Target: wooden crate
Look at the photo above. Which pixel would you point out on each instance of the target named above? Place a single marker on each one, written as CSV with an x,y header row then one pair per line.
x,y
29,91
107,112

-=-=-

- Your instructions:
Reproduce each of the items above word for word.

- Problem solution:
Target: wooden crate
Look at the photo above. Which pixel would you point out on each instance of the target named above? Place a single marker on each one, written as CSV with an x,y header row then one pair per line.
x,y
29,91
107,112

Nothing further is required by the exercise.